EXERCISE DATA Block Start
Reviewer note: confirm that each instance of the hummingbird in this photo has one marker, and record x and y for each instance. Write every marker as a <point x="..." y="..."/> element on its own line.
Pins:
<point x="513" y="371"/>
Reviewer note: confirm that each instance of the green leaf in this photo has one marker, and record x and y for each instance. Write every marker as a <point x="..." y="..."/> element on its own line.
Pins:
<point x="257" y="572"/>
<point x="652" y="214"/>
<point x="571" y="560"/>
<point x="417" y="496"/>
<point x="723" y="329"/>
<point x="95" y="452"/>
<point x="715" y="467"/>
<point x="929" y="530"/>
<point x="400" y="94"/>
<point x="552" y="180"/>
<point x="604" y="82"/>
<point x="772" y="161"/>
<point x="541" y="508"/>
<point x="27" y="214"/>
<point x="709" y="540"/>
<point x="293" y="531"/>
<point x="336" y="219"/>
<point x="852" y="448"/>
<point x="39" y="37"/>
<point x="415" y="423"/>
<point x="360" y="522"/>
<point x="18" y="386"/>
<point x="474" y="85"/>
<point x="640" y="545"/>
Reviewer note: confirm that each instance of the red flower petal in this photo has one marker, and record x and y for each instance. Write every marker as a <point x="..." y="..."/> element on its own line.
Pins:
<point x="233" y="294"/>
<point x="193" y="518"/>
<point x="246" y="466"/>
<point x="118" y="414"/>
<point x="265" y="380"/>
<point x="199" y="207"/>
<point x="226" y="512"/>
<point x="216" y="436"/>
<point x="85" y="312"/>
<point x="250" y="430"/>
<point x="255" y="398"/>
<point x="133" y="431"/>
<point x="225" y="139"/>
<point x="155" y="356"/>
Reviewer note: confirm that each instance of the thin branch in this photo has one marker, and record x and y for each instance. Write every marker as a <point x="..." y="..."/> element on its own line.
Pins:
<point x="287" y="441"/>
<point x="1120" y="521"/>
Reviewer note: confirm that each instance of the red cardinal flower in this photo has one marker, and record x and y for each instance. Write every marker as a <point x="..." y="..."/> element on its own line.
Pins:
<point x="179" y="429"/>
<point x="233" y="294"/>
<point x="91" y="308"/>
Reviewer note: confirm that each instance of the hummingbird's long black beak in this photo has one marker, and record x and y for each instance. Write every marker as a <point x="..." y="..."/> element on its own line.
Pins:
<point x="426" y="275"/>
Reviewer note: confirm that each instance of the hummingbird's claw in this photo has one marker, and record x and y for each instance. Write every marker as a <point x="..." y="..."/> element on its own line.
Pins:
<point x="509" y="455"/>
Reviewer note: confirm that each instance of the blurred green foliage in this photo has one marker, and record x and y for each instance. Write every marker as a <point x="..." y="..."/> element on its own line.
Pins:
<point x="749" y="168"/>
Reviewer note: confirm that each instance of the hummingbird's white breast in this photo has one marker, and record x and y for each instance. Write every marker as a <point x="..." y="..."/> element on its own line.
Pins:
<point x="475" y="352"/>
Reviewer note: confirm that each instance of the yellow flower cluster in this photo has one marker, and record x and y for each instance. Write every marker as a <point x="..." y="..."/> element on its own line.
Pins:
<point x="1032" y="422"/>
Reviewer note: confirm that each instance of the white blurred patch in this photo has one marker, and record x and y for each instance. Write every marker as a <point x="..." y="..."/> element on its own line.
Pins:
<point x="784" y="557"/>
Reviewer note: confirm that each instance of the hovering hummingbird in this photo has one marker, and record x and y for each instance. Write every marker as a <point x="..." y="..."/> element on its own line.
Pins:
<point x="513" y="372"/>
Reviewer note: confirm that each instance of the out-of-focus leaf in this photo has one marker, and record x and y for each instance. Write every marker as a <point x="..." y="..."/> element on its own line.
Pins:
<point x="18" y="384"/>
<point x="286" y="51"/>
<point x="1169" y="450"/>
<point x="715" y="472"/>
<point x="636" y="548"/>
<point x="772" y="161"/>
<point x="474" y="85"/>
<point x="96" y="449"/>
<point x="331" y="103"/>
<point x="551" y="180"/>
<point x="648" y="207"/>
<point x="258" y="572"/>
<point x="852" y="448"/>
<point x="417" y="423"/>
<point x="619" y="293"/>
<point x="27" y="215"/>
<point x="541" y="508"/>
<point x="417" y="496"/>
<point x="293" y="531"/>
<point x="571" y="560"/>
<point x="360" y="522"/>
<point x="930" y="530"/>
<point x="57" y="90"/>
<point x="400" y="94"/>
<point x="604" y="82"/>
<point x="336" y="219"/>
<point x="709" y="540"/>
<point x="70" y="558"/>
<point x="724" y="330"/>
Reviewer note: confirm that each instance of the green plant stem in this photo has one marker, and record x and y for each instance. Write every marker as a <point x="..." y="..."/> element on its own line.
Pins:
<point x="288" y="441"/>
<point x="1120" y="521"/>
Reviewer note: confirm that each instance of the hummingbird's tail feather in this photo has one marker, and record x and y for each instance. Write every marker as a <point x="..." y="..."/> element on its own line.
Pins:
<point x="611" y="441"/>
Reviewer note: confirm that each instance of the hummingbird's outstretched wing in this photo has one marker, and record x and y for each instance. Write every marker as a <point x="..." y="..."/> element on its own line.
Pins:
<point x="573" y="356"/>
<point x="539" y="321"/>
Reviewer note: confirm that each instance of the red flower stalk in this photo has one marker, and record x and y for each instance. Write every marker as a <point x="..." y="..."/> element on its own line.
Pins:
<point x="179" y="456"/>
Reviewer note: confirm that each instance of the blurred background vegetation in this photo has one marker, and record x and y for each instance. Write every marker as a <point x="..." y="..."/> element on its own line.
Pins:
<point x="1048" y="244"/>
EXERCISE DATA Block End
▸ WORK ITEM:
Could you write out, exactly, each line of the data above from the one containing "the blurred background" through the last, including both?

▸ RESULT:
Reviewer note: confirm that each instance of the blurred background vegetation in this photo has one marker, and record x and y for each instance. Write every marker as a <point x="..." y="..."/> element on its own line.
Pins:
<point x="1048" y="244"/>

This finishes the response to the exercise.